* [Data in this exercise]:

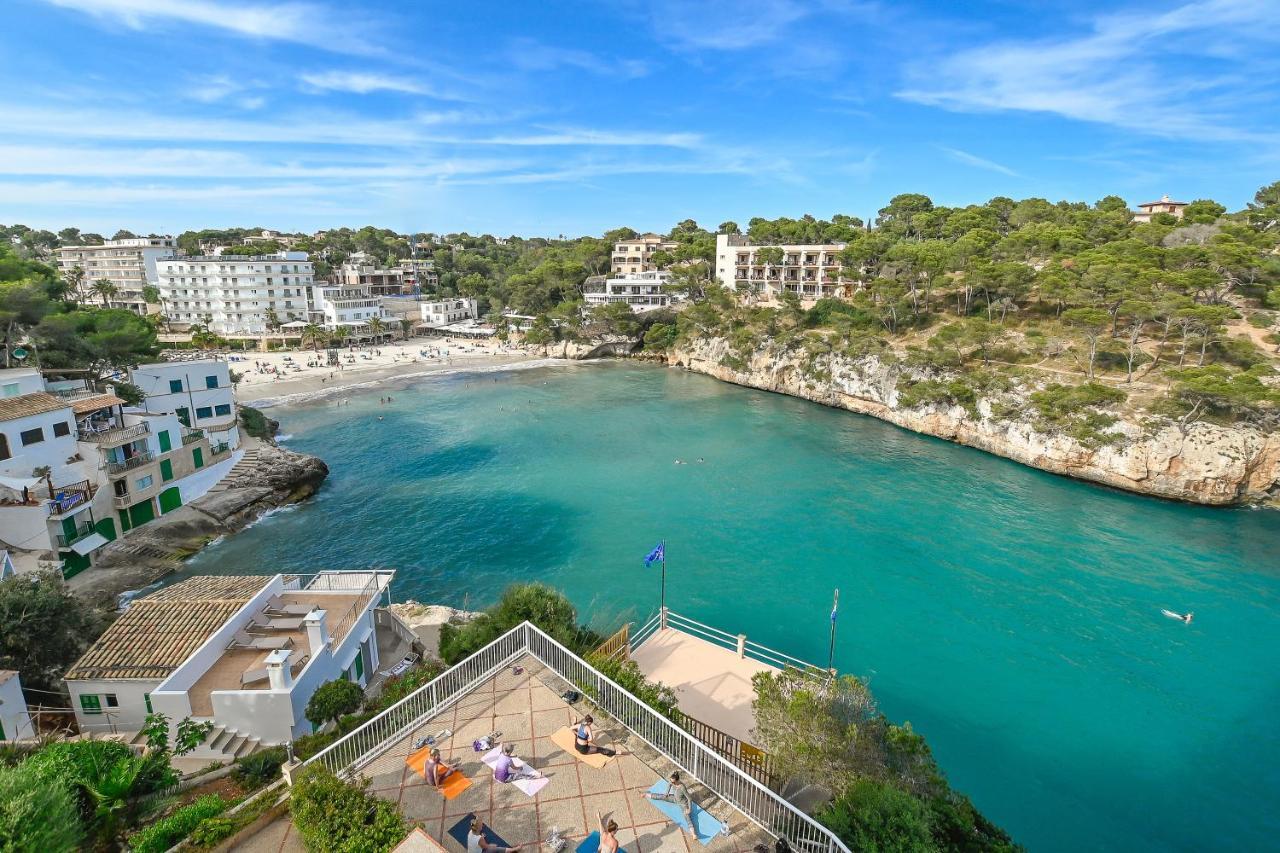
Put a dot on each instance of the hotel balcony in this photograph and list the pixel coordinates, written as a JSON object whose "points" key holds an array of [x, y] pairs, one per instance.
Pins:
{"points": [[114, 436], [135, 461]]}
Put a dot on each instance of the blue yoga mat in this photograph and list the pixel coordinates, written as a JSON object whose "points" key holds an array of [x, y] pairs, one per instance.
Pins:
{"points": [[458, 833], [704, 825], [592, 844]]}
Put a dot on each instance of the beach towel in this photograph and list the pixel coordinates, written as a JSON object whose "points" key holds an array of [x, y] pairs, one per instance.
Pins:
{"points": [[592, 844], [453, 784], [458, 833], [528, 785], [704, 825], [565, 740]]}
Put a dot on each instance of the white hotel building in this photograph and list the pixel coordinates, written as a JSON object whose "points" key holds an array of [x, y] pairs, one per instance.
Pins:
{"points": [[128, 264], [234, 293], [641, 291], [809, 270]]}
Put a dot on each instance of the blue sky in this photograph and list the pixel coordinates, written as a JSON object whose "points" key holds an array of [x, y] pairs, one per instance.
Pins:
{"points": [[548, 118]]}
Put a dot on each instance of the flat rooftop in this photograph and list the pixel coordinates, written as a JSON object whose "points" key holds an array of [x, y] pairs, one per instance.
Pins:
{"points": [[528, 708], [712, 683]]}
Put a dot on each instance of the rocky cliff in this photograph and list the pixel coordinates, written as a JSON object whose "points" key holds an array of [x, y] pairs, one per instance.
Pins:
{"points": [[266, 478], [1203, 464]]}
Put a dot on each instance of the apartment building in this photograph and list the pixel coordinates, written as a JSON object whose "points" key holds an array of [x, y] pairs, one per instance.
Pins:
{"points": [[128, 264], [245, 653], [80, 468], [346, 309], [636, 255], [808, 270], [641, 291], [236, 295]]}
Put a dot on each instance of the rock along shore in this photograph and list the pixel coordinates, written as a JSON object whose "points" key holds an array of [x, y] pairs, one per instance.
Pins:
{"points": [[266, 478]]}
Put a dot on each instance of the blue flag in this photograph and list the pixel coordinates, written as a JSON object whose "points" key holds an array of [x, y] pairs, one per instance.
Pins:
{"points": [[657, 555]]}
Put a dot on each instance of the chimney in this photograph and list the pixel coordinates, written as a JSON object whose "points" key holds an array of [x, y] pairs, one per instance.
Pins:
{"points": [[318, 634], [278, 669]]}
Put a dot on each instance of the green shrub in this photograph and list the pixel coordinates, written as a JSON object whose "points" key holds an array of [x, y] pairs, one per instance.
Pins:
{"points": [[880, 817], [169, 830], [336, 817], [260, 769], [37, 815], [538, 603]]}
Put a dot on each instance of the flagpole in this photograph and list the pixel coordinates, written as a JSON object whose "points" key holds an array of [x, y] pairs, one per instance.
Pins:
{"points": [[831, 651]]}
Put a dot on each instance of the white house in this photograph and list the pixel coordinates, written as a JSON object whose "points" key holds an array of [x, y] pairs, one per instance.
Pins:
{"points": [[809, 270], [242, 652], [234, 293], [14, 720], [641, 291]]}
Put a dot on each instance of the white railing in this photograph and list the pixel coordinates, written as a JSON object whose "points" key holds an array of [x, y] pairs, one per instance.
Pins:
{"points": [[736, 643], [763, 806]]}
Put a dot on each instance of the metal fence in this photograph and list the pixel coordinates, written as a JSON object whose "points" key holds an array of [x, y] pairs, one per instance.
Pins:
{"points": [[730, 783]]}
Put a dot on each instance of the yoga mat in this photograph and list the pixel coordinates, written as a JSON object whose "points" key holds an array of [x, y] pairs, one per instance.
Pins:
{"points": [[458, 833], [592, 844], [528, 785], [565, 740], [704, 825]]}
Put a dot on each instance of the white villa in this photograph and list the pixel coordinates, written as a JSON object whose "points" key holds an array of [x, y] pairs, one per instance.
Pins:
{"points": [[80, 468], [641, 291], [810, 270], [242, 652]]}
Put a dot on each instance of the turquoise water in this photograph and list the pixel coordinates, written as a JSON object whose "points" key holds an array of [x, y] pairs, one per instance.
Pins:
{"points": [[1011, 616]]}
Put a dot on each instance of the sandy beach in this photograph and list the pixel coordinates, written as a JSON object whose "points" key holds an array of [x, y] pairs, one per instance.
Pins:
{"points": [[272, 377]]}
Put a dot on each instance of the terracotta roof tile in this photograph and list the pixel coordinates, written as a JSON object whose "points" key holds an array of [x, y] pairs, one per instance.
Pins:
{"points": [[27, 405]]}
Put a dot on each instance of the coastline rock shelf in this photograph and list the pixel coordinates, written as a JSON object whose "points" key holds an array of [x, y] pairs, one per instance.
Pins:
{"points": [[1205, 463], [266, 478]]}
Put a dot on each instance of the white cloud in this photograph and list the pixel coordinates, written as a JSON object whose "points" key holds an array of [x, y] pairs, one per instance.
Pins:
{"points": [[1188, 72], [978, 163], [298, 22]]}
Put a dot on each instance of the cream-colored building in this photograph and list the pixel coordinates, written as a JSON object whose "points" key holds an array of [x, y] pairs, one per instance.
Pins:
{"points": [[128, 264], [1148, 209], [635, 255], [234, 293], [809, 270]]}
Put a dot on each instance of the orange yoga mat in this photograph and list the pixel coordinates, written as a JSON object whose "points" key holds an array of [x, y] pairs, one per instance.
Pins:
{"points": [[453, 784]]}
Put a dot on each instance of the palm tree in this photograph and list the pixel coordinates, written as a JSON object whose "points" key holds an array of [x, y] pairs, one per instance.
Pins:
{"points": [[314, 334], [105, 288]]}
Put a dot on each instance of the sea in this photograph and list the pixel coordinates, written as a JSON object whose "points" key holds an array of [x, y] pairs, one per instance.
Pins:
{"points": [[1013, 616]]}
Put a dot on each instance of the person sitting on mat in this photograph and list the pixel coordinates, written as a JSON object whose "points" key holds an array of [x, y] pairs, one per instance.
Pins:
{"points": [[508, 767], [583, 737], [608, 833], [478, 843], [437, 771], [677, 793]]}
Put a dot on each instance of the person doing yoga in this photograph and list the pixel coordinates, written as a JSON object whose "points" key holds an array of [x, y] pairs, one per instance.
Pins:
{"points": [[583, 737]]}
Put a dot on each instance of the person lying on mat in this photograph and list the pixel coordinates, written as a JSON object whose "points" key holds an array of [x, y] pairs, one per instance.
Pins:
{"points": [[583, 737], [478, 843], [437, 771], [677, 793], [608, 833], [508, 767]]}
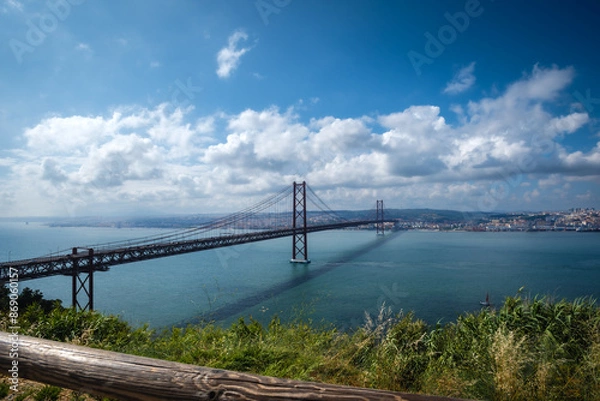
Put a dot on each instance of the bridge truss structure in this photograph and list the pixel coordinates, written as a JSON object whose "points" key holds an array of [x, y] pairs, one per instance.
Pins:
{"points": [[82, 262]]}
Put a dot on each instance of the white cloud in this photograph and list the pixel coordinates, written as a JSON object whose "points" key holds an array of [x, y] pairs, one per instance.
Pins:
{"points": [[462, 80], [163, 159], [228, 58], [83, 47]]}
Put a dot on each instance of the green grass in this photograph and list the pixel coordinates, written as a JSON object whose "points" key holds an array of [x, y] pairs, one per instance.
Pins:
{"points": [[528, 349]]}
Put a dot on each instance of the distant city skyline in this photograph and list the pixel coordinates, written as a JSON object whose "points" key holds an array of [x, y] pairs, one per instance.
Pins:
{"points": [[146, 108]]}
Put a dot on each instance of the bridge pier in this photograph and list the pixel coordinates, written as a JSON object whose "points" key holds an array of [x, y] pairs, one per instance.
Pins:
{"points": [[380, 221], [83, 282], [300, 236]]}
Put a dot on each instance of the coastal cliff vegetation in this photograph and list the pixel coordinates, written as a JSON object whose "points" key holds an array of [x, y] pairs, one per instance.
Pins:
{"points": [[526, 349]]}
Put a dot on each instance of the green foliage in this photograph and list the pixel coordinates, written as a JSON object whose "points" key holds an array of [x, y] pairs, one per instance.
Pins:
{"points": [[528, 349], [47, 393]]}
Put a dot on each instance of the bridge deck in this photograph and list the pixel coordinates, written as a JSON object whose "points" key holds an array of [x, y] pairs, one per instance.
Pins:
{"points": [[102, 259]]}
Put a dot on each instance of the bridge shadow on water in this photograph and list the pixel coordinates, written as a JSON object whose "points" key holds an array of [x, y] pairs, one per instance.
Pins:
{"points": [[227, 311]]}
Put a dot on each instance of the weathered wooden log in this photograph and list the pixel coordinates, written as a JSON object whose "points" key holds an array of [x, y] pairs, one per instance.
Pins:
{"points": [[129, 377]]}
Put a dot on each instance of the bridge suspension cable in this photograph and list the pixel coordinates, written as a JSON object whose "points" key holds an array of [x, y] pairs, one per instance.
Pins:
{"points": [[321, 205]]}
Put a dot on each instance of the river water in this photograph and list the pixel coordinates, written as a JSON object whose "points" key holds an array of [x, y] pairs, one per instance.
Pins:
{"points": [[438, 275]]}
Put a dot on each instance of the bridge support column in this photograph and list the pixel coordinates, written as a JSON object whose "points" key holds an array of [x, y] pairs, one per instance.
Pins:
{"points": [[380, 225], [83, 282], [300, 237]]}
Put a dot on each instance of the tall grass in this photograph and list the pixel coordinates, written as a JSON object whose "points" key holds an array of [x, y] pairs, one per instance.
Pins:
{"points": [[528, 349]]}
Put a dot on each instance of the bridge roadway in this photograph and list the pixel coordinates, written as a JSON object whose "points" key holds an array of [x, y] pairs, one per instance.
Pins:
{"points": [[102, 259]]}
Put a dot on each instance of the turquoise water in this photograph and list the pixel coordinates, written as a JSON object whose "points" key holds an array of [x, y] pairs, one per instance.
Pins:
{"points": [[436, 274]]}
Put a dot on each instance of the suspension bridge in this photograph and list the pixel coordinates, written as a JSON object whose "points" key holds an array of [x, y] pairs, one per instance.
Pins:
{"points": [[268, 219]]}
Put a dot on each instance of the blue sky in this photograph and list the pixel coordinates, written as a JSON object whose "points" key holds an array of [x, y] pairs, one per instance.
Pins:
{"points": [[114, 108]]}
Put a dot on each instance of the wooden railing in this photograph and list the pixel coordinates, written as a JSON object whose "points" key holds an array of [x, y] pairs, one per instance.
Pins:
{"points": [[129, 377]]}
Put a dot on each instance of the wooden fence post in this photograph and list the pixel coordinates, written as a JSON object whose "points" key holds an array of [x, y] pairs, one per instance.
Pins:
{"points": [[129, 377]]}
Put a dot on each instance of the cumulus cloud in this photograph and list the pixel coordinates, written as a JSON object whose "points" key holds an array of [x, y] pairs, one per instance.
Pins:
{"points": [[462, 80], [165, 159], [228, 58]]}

* [Aim of the exercise]:
Please rewrite the stretch from the line that contains "Put a dot on each instance of the wooden railing" through the end of the items, replacing "wooden" with "metal" and keeping everything else the same.

* [Solved exercise]:
Put a dot on each instance of the metal railing in this photograph and list the pixel coordinates, written as a JSON object whose "points" key holds an array of [x, y] pairs, one per instance.
Pins:
{"points": [[129, 377]]}
Put a dot on each instance of the metal fence post in this photograph and list the pixel coordinates, written as a JSON object whose "points" key holds an array of [x, y] pairs, one per instance.
Pins:
{"points": [[129, 377]]}
Put a dot on each instance of the cumulus cloud in this photograph and list the pixel coordinates, written as a JSON object whose "points" key holds an array of [x, y] pairs, one per instance.
Pins:
{"points": [[462, 80], [165, 159], [228, 58]]}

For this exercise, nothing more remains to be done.